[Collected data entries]
______

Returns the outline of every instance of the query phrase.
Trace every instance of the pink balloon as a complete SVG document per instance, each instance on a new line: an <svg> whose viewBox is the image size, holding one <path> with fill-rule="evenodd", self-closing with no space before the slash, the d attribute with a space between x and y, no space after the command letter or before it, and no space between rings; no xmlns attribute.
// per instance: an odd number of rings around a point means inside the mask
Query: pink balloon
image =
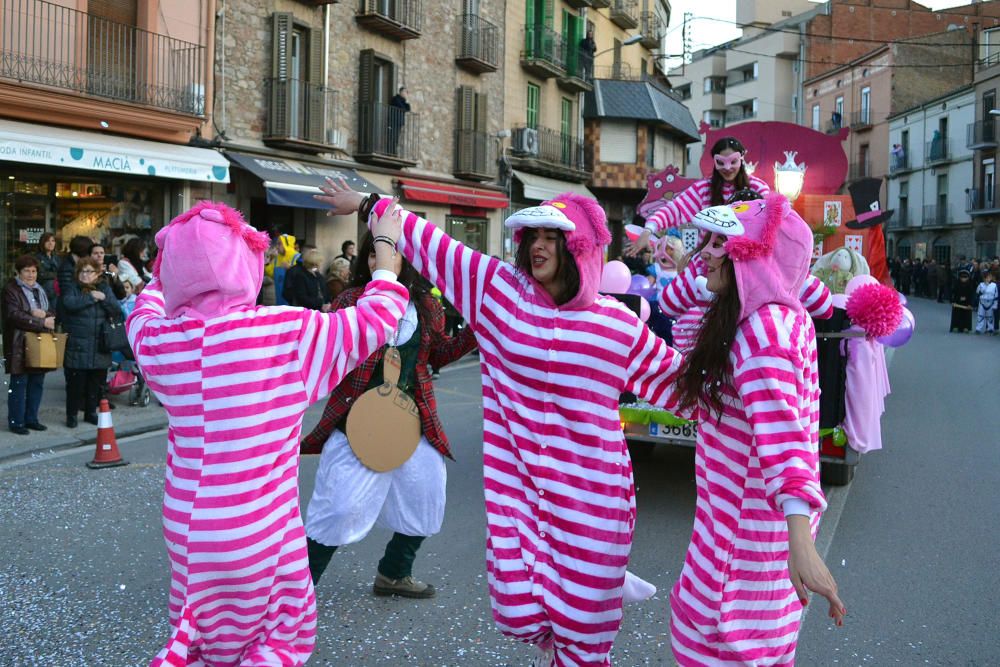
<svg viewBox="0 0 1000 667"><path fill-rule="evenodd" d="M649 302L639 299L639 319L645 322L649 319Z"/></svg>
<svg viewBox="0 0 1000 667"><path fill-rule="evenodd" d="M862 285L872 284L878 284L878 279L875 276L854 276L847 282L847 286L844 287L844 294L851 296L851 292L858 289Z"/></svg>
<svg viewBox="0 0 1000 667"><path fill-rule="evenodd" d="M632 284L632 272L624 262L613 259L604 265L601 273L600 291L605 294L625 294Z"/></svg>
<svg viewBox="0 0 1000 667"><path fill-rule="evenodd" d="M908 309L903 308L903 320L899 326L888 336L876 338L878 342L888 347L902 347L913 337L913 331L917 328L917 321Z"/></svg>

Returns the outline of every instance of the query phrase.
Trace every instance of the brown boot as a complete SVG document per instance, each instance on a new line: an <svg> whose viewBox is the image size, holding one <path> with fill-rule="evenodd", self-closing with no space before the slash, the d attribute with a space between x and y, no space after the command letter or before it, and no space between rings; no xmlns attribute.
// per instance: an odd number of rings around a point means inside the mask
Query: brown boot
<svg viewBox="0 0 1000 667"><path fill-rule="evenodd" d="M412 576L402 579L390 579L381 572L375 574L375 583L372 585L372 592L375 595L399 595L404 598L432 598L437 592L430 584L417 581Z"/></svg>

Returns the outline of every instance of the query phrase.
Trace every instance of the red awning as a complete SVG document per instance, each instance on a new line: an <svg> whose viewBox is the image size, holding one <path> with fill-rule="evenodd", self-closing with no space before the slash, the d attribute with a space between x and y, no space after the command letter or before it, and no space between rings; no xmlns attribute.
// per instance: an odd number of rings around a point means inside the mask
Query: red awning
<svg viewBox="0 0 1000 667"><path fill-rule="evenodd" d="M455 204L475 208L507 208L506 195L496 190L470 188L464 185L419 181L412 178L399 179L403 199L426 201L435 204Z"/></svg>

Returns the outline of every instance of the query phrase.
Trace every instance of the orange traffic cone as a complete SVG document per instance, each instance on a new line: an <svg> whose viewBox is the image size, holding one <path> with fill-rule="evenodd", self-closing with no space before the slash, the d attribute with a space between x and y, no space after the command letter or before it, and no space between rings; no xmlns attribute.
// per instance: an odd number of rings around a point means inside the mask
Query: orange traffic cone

______

→ **Written request**: Write out all of the rows above exactly as they appear, leaving out the pictures.

→ **Exercise solution**:
Returns the outline of every instance of the query phrase.
Trace every instance of the pink balloon as a complete SVG document per instance, each instance on a new line: an <svg> whose viewBox is the image size, holding one <path> with fill-rule="evenodd", self-closing with no space before the slash, the d attribute with a space between x and y, no space after the command letter or before it, and no space between rings; no xmlns attribute.
// per instance: an odd number of rings around a point means inside the mask
Query: pink balloon
image =
<svg viewBox="0 0 1000 667"><path fill-rule="evenodd" d="M649 302L639 299L639 319L645 322L649 319Z"/></svg>
<svg viewBox="0 0 1000 667"><path fill-rule="evenodd" d="M862 285L872 284L878 284L878 279L875 276L854 276L847 282L847 286L844 287L844 294L851 296L851 292L858 289Z"/></svg>
<svg viewBox="0 0 1000 667"><path fill-rule="evenodd" d="M632 284L632 272L624 262L613 259L604 265L601 273L600 291L605 294L625 294Z"/></svg>
<svg viewBox="0 0 1000 667"><path fill-rule="evenodd" d="M908 309L903 308L903 320L899 326L888 336L876 338L878 342L888 347L902 347L913 337L913 331L917 328L917 321Z"/></svg>

Returns the outline of every instance of the query phrase.
Trace every instance of the brown boot as a complete SVG document per instance, each instance on a new line: an <svg> whose viewBox is the image size, holding one <path> with fill-rule="evenodd", self-closing with no space before the slash, the d attribute with a space between x and y, no space after the command letter or before it, and no space between rings; no xmlns attribute.
// per instance: an odd number of rings around a point means inside the mask
Query: brown boot
<svg viewBox="0 0 1000 667"><path fill-rule="evenodd" d="M412 576L402 579L390 579L381 572L375 574L375 583L372 585L372 592L375 595L399 595L404 598L432 598L437 592L430 584L417 581Z"/></svg>

Returns the outline of every instance of the query phrase.
Trace every instance of the red awning as a complete SVG document per instance, each instance on a new line: an <svg> whose viewBox is the image size, holding one <path> with fill-rule="evenodd", self-closing with no space before the slash, the d attribute with a space between x and y, no space after the command letter or before it, and no space between rings; no xmlns attribute.
// per instance: an odd number of rings around a point means inside the mask
Query: red awning
<svg viewBox="0 0 1000 667"><path fill-rule="evenodd" d="M455 204L475 208L507 208L506 195L496 190L470 188L464 185L419 181L412 178L399 179L403 199L426 201L435 204Z"/></svg>

Returns the outline of every instance of the query phrase.
Trace every instance of the orange traffic cone as a complete SVG document per instance, each instance on a new line: an <svg> whose viewBox is the image size, holding one <path> with fill-rule="evenodd", self-closing with no space before the slash, the d attribute with a space between x and y, no space after the command letter or before it, and no space between rings; no xmlns attribute.
// per instance: an odd number of rings around a point means inside the mask
Query: orange traffic cone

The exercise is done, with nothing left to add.